**Exercise details**
Nothing but a verbatim copy of the data, minus the images, should be returned.

(Image point grounding data)
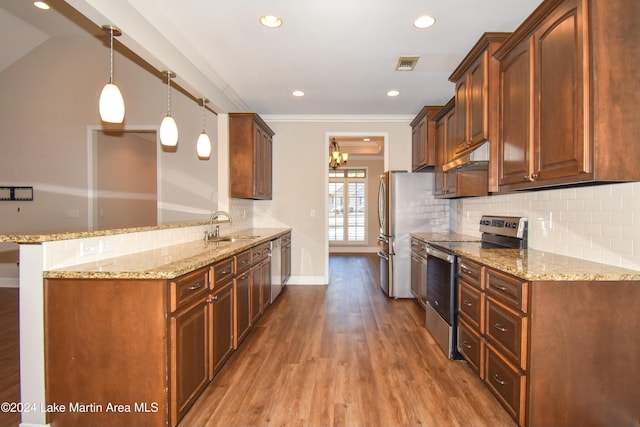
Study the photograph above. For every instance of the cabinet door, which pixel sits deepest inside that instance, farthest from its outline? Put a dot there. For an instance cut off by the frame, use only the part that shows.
(266, 283)
(222, 319)
(461, 111)
(256, 292)
(514, 143)
(479, 100)
(190, 355)
(559, 96)
(415, 273)
(242, 288)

**Written solution**
Study the photograph above. For every instance of the cabinet door, which pixel sits deepest inside that instance, farthest from its outline? Put a dot there. For an instance cut off by the frame, use only the part that shows.
(266, 283)
(222, 319)
(461, 111)
(256, 292)
(514, 143)
(479, 100)
(190, 355)
(559, 96)
(415, 273)
(242, 288)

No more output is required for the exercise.